> **WHAT THE TASK ASKS**
State the number of lines in these records that include the word "below", and add nothing to it.

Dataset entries
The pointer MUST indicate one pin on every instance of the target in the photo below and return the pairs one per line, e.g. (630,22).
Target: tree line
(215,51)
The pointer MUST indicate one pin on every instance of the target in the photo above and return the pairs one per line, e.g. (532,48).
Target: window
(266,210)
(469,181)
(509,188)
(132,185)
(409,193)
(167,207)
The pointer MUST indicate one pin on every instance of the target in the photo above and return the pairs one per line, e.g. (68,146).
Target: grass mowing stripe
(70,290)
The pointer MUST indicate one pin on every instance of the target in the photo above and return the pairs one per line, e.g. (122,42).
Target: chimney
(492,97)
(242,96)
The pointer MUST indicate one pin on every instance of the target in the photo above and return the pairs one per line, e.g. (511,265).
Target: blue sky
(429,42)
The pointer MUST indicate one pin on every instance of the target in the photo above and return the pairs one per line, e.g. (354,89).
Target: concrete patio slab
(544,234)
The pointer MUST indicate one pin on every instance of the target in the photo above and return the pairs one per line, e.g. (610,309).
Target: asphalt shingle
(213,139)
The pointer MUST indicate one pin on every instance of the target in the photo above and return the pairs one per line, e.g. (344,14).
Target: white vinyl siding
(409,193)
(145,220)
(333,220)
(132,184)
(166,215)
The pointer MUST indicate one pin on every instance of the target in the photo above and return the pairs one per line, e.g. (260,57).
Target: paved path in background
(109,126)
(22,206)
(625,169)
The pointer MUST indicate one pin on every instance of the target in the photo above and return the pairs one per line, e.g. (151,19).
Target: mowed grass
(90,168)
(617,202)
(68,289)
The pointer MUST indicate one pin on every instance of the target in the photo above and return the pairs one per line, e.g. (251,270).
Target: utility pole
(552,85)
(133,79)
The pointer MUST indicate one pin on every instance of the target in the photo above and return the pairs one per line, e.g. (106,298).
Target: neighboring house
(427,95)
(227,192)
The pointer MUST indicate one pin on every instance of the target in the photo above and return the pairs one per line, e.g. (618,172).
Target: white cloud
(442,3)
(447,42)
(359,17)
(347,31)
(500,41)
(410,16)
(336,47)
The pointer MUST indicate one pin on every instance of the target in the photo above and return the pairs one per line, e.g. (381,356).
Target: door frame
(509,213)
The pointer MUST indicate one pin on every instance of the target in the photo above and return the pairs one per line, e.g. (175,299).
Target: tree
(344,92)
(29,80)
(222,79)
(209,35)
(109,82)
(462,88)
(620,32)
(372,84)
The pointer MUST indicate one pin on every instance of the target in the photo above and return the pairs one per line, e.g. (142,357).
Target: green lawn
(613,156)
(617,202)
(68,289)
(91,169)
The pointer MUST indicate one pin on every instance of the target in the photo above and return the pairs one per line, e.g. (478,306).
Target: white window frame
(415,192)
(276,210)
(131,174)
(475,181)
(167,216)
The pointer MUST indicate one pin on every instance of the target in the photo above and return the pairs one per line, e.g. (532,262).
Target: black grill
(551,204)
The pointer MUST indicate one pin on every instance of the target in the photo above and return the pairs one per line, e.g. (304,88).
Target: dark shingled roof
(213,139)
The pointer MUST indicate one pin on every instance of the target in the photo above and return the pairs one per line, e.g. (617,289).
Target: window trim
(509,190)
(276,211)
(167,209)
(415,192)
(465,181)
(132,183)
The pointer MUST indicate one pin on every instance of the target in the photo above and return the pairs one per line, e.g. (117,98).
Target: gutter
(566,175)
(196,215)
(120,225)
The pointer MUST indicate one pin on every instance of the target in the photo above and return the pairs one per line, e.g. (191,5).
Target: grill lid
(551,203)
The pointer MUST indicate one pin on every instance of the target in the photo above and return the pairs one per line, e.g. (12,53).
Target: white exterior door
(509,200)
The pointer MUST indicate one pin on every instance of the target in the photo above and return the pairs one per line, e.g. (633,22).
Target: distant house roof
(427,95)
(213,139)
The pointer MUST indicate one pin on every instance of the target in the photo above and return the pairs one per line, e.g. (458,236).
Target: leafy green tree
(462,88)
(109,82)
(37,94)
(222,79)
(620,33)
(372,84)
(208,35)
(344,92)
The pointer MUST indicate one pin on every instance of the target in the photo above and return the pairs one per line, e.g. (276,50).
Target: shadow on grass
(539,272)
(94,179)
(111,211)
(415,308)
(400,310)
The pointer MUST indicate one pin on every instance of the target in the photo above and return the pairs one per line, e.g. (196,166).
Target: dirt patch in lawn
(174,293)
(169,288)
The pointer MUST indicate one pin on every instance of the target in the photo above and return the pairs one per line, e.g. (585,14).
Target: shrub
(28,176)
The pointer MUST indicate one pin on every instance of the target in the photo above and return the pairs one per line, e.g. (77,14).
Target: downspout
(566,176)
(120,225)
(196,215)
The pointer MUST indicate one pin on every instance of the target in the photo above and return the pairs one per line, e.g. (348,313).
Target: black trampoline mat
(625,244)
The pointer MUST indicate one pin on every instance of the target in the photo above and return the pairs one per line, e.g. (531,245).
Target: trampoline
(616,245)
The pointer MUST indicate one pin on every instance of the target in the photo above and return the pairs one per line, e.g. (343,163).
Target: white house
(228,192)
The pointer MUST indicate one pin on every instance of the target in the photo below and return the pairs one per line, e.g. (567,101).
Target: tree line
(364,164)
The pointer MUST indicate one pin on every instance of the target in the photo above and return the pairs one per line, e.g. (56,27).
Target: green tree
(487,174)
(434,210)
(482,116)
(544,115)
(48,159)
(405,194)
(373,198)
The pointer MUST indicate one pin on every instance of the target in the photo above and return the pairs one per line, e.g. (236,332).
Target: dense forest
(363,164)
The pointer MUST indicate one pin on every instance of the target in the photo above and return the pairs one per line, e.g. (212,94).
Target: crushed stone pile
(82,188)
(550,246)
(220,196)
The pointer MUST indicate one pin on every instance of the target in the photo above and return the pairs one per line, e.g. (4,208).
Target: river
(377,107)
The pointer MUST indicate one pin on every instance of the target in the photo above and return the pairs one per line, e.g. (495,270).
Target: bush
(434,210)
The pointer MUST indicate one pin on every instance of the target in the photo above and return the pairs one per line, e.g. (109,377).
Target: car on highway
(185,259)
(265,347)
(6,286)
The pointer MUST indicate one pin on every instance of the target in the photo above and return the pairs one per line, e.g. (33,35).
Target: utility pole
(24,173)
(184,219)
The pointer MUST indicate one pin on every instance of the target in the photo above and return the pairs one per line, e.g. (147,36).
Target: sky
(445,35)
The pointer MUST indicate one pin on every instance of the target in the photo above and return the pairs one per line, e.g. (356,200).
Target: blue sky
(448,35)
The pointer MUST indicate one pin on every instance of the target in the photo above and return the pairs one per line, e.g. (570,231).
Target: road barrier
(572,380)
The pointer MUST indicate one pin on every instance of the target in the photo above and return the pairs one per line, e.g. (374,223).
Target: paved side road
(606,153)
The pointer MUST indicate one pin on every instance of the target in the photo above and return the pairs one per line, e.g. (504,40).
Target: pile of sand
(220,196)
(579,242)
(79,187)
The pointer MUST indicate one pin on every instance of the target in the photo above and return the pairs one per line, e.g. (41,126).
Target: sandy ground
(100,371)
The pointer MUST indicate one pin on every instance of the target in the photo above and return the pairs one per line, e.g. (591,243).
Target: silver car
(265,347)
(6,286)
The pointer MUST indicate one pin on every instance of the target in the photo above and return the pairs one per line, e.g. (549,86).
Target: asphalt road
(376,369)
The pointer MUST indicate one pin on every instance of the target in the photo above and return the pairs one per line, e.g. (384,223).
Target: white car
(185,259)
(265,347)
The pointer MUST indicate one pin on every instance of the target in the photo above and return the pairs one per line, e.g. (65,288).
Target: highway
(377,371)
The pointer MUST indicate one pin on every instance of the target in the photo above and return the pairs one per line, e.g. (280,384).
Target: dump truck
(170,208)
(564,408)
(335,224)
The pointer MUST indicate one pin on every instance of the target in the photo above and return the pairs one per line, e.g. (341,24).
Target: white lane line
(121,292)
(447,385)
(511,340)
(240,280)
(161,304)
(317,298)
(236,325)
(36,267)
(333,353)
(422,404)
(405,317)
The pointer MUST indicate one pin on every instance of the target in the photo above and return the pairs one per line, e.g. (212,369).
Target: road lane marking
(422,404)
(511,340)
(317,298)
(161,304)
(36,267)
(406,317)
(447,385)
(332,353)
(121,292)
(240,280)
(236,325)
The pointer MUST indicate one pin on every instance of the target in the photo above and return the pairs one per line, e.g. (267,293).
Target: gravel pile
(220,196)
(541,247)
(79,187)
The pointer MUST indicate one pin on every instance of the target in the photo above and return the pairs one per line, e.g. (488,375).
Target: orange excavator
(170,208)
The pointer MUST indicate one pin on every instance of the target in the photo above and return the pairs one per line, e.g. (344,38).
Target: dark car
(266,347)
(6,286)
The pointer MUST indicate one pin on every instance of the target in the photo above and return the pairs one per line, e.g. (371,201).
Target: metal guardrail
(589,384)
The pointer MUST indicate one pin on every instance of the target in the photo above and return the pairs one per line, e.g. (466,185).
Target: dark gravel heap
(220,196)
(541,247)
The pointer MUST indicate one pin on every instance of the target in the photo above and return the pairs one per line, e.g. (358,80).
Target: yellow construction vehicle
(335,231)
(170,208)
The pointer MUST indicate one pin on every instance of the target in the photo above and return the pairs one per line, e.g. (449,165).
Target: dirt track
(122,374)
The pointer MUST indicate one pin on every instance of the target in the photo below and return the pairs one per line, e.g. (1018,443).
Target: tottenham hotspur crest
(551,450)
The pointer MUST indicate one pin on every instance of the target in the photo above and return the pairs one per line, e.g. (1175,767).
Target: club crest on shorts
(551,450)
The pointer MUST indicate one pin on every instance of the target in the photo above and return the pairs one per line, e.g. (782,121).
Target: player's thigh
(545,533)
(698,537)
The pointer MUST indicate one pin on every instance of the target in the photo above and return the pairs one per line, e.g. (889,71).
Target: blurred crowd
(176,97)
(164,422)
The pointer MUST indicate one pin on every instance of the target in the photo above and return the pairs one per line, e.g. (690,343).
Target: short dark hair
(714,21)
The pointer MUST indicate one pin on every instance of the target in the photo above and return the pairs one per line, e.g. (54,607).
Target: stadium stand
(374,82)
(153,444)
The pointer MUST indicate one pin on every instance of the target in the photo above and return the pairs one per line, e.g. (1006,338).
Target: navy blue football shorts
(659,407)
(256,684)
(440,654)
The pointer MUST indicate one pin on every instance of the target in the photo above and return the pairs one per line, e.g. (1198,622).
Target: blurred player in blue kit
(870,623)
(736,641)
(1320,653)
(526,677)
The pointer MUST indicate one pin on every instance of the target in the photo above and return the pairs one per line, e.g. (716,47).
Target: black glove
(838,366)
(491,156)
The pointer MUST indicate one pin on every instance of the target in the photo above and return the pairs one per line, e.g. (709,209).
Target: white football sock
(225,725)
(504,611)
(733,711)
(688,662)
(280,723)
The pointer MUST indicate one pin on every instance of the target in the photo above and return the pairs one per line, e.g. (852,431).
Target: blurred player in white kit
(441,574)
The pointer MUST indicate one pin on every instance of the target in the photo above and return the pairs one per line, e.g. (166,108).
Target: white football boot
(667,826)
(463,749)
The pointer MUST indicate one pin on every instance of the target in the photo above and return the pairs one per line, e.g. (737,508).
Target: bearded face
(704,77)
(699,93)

> **PROBLEM SOLUTION**
3